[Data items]
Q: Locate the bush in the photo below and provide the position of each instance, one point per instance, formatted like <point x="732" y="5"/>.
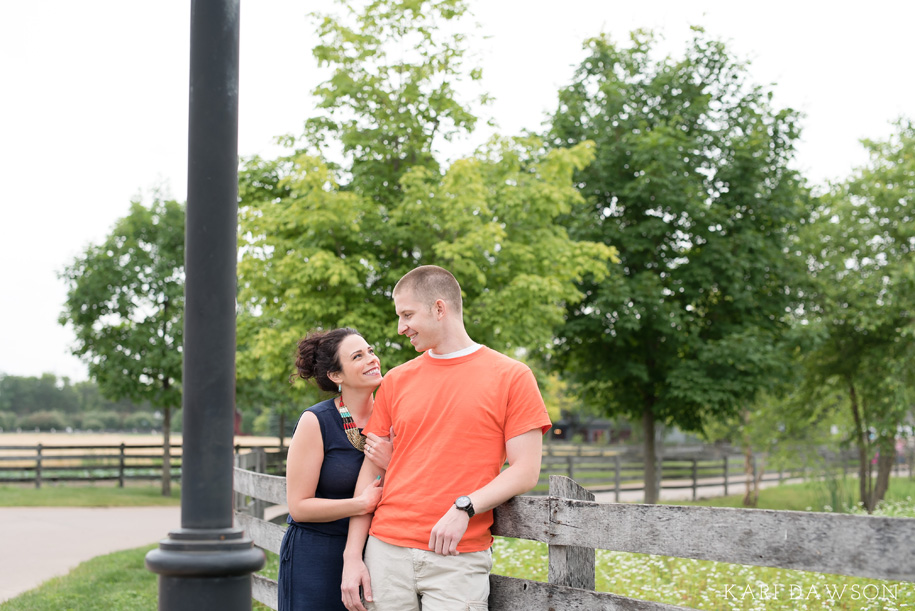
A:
<point x="100" y="420"/>
<point x="8" y="420"/>
<point x="44" y="421"/>
<point x="143" y="421"/>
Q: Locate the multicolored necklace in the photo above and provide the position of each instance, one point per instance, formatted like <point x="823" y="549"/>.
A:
<point x="349" y="425"/>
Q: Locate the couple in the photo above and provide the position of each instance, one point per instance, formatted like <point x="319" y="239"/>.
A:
<point x="424" y="498"/>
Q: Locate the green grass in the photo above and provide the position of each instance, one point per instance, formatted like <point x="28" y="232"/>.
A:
<point x="831" y="495"/>
<point x="112" y="582"/>
<point x="88" y="496"/>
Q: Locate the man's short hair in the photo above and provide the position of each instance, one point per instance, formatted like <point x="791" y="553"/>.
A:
<point x="430" y="283"/>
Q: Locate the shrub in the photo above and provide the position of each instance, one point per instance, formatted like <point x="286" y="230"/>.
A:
<point x="143" y="421"/>
<point x="44" y="421"/>
<point x="8" y="420"/>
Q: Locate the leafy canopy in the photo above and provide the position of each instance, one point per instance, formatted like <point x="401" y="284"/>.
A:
<point x="691" y="182"/>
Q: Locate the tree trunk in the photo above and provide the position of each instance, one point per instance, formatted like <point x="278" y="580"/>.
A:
<point x="884" y="469"/>
<point x="749" y="499"/>
<point x="864" y="465"/>
<point x="651" y="480"/>
<point x="167" y="453"/>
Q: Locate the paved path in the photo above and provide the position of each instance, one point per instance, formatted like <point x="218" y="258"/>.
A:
<point x="38" y="543"/>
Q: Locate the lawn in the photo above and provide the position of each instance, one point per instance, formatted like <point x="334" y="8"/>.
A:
<point x="100" y="495"/>
<point x="119" y="581"/>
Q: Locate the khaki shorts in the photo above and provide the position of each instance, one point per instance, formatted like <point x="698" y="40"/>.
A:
<point x="407" y="579"/>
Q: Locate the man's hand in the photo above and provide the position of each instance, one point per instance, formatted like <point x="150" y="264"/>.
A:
<point x="355" y="575"/>
<point x="448" y="531"/>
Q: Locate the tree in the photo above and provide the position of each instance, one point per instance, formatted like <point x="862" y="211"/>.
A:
<point x="391" y="97"/>
<point x="860" y="247"/>
<point x="125" y="302"/>
<point x="691" y="183"/>
<point x="324" y="243"/>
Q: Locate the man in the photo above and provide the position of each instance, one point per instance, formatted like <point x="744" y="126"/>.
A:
<point x="458" y="411"/>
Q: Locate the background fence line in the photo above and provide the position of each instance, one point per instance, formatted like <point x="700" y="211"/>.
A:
<point x="573" y="526"/>
<point x="43" y="463"/>
<point x="599" y="469"/>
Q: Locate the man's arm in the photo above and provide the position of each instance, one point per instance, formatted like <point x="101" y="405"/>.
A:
<point x="355" y="574"/>
<point x="524" y="453"/>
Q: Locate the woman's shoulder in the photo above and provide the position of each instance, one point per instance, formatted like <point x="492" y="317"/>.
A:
<point x="321" y="408"/>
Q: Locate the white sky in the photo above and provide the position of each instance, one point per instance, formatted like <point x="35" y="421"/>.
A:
<point x="93" y="106"/>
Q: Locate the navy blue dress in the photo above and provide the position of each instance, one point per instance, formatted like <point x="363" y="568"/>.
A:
<point x="311" y="556"/>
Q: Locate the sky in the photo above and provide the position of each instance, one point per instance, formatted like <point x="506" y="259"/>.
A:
<point x="93" y="106"/>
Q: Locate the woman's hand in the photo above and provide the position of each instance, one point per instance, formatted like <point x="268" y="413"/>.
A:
<point x="379" y="449"/>
<point x="370" y="497"/>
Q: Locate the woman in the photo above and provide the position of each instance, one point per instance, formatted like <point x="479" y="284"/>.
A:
<point x="322" y="465"/>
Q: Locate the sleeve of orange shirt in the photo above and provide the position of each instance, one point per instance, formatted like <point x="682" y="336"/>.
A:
<point x="526" y="410"/>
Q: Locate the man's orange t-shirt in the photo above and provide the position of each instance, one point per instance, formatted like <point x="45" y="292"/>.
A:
<point x="451" y="418"/>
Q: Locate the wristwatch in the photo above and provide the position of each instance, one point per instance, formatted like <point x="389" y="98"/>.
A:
<point x="464" y="504"/>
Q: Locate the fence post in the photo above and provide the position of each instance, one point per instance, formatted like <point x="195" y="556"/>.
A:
<point x="616" y="478"/>
<point x="121" y="467"/>
<point x="260" y="466"/>
<point x="569" y="565"/>
<point x="38" y="466"/>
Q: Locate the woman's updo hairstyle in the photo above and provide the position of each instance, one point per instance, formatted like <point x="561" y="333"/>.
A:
<point x="316" y="356"/>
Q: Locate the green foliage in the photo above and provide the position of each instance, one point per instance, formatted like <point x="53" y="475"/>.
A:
<point x="859" y="247"/>
<point x="392" y="91"/>
<point x="140" y="421"/>
<point x="691" y="183"/>
<point x="318" y="256"/>
<point x="8" y="421"/>
<point x="125" y="302"/>
<point x="324" y="243"/>
<point x="101" y="420"/>
<point x="44" y="421"/>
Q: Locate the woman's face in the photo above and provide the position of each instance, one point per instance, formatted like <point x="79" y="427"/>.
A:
<point x="359" y="367"/>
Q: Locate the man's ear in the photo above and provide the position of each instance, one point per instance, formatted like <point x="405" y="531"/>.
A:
<point x="439" y="308"/>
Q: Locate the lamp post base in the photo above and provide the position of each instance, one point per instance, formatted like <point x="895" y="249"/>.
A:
<point x="205" y="569"/>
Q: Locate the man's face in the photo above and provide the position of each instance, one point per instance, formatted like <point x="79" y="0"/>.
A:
<point x="416" y="321"/>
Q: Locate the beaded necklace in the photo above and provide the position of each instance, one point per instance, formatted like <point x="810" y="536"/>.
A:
<point x="349" y="425"/>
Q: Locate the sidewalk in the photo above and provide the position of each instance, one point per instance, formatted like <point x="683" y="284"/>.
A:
<point x="38" y="543"/>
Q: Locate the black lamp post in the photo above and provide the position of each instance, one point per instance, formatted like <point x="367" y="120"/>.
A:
<point x="207" y="563"/>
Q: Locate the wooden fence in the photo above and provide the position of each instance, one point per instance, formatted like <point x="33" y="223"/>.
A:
<point x="97" y="463"/>
<point x="574" y="526"/>
<point x="599" y="469"/>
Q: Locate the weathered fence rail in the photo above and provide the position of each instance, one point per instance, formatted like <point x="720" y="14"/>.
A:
<point x="40" y="463"/>
<point x="599" y="469"/>
<point x="574" y="526"/>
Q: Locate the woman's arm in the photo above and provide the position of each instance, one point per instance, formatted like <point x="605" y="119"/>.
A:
<point x="303" y="468"/>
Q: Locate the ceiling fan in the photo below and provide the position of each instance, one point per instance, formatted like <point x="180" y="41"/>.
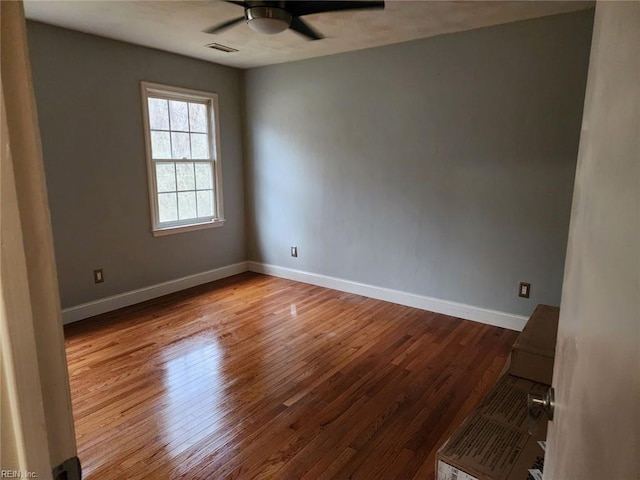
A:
<point x="270" y="17"/>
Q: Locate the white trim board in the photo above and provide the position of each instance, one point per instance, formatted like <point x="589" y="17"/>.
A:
<point x="454" y="309"/>
<point x="108" y="304"/>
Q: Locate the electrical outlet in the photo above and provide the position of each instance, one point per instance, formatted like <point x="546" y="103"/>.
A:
<point x="98" y="276"/>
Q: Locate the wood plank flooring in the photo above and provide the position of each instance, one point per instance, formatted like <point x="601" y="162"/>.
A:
<point x="256" y="377"/>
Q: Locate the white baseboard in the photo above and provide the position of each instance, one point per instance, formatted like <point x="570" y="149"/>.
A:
<point x="460" y="310"/>
<point x="96" y="307"/>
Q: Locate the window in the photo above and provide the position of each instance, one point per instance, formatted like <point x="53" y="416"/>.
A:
<point x="183" y="164"/>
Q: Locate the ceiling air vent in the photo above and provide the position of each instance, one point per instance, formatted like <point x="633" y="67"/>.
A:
<point x="222" y="48"/>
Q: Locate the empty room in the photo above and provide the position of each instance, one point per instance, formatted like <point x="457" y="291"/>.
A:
<point x="304" y="240"/>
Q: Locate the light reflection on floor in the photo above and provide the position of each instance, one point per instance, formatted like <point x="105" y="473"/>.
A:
<point x="194" y="393"/>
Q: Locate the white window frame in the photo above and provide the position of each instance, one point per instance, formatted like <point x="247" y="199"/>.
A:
<point x="156" y="90"/>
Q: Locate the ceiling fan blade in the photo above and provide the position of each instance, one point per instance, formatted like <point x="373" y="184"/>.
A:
<point x="303" y="28"/>
<point x="298" y="9"/>
<point x="223" y="26"/>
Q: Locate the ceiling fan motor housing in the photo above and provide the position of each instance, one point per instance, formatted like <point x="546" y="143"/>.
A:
<point x="268" y="20"/>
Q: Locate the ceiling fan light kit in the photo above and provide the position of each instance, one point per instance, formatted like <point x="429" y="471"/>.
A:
<point x="271" y="17"/>
<point x="268" y="20"/>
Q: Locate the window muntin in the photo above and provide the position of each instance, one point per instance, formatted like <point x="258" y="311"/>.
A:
<point x="181" y="131"/>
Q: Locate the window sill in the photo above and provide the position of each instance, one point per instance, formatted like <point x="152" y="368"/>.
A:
<point x="160" y="232"/>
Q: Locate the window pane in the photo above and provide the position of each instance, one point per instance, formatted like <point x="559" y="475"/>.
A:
<point x="160" y="145"/>
<point x="187" y="205"/>
<point x="167" y="207"/>
<point x="203" y="176"/>
<point x="199" y="145"/>
<point x="205" y="203"/>
<point x="186" y="178"/>
<point x="158" y="114"/>
<point x="179" y="115"/>
<point x="166" y="177"/>
<point x="180" y="145"/>
<point x="198" y="117"/>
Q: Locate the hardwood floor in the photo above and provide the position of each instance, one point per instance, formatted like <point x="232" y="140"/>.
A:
<point x="259" y="377"/>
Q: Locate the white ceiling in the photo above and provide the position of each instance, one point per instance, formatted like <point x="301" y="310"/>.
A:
<point x="176" y="26"/>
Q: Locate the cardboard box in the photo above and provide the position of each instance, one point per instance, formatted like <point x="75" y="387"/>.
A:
<point x="534" y="350"/>
<point x="494" y="442"/>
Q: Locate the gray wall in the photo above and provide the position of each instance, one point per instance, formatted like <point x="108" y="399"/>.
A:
<point x="90" y="114"/>
<point x="442" y="167"/>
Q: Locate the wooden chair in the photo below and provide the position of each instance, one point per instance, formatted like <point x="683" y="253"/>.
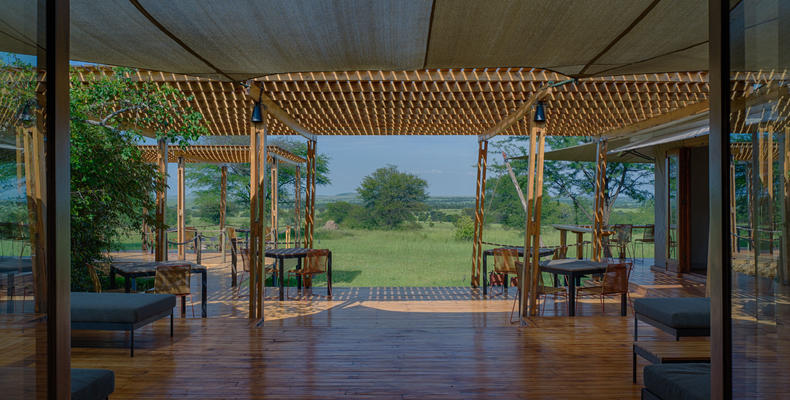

_Stated problem_
Which lines of the material above contain the word "face"? Show each of those lines in full, treating case as significant.

_Completed exercise_
Q: Locate the woman's face in the photo above and provide the position of each instance, one point per instance, formatted like <point x="79" y="427"/>.
Q: Locate the man's face in the photo above and provide the position of each instance, one point per instance, formatted like <point x="79" y="0"/>.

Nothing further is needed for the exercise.